------ Input material ------

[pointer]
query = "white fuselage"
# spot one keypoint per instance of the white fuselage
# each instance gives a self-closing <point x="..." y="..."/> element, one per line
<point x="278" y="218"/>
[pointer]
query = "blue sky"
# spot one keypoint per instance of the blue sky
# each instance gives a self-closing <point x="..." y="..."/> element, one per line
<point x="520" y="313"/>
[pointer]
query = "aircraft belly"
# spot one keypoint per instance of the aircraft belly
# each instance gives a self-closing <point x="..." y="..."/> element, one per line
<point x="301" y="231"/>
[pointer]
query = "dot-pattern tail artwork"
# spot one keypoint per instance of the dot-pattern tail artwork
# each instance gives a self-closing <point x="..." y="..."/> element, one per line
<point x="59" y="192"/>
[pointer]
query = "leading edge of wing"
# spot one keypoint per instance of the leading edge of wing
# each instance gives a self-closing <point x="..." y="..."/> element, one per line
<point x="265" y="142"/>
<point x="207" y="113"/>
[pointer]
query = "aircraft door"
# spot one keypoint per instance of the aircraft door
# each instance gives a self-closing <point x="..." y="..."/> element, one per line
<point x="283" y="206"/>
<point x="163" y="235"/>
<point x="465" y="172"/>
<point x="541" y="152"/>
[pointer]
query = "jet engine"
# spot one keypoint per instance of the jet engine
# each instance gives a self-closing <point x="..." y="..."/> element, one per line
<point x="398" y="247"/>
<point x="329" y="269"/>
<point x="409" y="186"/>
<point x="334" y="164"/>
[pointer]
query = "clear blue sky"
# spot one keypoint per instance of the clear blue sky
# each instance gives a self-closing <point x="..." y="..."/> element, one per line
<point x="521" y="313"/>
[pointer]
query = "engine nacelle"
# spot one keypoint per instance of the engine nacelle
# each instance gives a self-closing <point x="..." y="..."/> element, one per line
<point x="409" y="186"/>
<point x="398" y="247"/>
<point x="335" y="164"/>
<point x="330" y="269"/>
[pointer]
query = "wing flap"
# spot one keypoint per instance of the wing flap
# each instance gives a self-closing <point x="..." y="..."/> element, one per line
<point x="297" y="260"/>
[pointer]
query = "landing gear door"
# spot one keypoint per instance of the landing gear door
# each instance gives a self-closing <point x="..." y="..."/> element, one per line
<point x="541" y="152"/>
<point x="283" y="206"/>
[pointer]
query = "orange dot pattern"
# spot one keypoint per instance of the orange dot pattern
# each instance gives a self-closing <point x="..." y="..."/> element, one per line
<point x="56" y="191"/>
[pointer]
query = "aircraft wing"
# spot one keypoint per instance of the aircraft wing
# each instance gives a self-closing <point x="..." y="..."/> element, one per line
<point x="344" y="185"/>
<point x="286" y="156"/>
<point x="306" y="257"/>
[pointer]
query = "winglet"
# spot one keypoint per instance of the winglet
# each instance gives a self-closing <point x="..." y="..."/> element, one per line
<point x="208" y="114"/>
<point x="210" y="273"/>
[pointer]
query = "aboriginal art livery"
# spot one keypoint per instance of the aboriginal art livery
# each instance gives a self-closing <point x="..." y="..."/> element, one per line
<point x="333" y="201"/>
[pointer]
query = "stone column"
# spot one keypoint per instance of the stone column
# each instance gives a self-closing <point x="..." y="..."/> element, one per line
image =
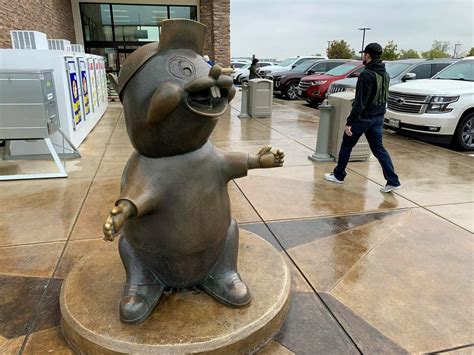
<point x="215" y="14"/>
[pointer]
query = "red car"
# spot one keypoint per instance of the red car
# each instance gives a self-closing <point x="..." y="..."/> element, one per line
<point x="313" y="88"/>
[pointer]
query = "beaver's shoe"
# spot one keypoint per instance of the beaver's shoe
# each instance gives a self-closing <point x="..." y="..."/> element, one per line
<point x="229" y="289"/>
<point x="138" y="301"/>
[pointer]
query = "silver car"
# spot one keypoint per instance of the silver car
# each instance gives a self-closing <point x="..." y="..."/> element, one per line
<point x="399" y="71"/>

------

Assignment. In the entries above, find each line with the word "livery" and copy it.

Reply to the exercise.
query = "aboriginal art livery"
# spot one keypoint per instance of the aboriginal art livery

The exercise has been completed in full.